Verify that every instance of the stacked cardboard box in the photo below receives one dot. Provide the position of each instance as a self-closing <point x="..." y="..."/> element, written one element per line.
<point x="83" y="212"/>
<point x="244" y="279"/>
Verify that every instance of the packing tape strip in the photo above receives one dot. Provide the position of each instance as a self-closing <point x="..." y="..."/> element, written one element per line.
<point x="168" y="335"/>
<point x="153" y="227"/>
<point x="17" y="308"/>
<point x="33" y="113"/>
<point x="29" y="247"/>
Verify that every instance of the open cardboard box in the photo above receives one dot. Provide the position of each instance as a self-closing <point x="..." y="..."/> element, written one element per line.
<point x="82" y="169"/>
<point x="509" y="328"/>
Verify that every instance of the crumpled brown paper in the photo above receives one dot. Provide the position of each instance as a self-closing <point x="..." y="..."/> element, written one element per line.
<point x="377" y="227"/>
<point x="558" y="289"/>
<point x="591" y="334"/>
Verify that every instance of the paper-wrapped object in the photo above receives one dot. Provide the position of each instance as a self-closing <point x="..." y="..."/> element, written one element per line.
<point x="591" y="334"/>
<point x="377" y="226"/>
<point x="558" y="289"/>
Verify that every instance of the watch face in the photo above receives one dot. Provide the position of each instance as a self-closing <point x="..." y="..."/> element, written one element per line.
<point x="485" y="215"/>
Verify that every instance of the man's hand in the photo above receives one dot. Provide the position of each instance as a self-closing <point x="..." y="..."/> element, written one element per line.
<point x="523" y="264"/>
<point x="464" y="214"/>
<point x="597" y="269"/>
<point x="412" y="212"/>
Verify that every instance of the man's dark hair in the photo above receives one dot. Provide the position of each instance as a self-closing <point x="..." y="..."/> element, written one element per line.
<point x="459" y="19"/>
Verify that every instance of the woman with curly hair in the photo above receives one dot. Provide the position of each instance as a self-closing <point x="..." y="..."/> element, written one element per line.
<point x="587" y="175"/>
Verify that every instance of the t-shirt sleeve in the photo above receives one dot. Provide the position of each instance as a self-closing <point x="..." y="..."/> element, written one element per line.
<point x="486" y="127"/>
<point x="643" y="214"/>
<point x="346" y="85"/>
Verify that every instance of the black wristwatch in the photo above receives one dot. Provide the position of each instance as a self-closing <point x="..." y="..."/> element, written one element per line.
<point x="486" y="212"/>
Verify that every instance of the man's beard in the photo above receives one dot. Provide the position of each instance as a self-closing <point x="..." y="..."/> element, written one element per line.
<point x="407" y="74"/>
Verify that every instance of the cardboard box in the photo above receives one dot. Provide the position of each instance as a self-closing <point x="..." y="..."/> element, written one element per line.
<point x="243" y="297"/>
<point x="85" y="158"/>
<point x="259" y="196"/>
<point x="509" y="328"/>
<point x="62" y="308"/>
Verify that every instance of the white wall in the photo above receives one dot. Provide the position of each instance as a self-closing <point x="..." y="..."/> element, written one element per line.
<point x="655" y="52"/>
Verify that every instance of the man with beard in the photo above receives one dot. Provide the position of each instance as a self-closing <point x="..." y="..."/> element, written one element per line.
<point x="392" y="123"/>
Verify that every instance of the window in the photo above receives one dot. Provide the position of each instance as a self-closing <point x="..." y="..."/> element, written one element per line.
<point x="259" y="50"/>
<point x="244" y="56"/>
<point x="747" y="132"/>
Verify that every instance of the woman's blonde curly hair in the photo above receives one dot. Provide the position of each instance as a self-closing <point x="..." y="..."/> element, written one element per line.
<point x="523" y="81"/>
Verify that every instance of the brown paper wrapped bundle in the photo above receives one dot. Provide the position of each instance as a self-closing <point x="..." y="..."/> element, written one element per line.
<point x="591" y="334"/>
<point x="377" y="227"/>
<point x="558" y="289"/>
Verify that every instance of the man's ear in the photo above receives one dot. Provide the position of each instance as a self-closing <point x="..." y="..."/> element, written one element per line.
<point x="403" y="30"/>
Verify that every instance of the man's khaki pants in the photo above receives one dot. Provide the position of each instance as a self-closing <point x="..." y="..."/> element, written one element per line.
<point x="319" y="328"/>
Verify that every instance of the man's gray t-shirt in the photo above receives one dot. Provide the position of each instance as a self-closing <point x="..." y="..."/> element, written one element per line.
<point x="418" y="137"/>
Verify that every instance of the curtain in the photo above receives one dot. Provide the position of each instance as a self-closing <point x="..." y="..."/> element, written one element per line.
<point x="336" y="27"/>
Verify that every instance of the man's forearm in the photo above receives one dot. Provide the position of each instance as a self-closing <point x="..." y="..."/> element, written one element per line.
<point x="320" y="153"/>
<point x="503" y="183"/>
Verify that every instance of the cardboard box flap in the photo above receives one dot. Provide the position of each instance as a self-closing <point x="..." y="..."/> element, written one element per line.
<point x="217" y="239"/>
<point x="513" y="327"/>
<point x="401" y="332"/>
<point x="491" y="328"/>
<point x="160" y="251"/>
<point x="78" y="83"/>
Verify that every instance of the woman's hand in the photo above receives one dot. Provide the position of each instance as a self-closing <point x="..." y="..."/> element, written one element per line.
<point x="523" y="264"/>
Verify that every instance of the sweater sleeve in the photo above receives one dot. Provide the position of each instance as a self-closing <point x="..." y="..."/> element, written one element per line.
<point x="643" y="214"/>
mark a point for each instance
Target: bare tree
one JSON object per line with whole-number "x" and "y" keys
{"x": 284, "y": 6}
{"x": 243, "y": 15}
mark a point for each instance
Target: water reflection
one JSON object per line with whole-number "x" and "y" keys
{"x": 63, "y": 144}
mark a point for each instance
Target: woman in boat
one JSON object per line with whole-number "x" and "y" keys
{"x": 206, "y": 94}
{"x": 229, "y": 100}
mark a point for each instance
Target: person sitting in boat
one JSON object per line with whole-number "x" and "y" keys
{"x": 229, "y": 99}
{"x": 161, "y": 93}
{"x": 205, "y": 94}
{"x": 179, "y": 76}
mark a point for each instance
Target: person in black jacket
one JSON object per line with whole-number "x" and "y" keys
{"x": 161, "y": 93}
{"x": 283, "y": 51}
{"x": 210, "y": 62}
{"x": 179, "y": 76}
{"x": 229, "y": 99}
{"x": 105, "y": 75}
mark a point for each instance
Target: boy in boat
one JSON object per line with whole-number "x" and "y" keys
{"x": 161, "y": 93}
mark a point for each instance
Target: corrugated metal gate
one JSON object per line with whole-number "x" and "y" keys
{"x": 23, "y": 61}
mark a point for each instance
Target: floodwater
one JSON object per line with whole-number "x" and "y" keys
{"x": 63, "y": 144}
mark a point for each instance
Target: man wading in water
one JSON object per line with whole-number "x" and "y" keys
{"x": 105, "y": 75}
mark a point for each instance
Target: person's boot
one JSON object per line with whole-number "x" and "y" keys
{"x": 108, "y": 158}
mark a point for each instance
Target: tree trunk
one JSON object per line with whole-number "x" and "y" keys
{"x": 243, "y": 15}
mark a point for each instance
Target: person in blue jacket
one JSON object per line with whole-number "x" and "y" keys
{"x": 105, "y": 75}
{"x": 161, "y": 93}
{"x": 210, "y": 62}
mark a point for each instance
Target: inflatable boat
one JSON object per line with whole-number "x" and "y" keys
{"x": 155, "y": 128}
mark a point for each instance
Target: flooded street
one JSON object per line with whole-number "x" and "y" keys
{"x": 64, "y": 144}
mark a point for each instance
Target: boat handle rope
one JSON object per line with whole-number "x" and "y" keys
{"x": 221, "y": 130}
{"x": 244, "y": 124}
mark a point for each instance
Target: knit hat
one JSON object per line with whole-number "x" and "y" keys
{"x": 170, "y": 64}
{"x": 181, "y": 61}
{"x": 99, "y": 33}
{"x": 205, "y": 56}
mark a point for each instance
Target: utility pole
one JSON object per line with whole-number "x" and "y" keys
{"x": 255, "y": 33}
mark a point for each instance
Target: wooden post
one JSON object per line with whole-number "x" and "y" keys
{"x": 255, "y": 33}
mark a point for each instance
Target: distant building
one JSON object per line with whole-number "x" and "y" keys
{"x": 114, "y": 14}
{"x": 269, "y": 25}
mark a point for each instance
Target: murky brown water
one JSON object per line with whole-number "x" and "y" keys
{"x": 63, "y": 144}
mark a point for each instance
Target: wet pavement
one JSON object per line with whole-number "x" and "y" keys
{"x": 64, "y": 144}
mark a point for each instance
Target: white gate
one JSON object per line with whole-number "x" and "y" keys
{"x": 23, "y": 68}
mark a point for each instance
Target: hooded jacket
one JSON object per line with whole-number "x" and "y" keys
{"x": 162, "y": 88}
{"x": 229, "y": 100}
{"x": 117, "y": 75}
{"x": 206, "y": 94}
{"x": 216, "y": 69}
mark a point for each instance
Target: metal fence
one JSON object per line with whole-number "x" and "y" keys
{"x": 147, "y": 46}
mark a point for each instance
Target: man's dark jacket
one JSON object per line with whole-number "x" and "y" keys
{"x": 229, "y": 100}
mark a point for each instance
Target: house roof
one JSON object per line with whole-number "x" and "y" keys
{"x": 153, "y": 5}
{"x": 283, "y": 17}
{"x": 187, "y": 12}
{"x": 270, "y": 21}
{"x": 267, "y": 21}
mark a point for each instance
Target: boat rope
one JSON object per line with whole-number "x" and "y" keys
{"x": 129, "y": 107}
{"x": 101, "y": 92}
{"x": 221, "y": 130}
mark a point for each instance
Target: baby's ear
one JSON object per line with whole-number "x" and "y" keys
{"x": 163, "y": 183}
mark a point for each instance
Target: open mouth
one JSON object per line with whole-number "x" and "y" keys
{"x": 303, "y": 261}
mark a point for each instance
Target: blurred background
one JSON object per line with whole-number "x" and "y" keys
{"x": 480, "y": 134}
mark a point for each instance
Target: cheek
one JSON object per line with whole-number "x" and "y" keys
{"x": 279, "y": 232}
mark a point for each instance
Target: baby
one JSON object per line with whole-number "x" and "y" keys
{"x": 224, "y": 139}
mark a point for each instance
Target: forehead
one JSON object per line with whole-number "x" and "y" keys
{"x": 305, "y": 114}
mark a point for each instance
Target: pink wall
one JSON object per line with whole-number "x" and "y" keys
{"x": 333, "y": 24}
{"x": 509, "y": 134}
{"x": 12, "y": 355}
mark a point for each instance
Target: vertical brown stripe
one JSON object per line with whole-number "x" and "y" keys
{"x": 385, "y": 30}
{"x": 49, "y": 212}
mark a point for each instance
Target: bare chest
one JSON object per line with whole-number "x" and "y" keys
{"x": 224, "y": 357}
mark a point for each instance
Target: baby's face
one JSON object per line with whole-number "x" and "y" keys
====
To be done: Can you locate every line in the records above that contains the word "woman" and copy each one out in full? Count a match only when the letter case is the same.

Exercise result:
Verify that every instance of the woman with curly hair in the photo above receives one dot. Provide the position of each instance as a self-closing <point x="..." y="..."/> element, written one element per line.
Verify that every instance of the woman's blonde curly hair in the photo above receives one dot. Provide the position of each instance as a self-closing <point x="..." y="..."/> element, written one element per line.
Verify that every instance of the woman's hand in the photo above receives one dot. Provide the position of each instance as a self-closing <point x="..." y="..."/> element, written one element per line.
Target: woman in boat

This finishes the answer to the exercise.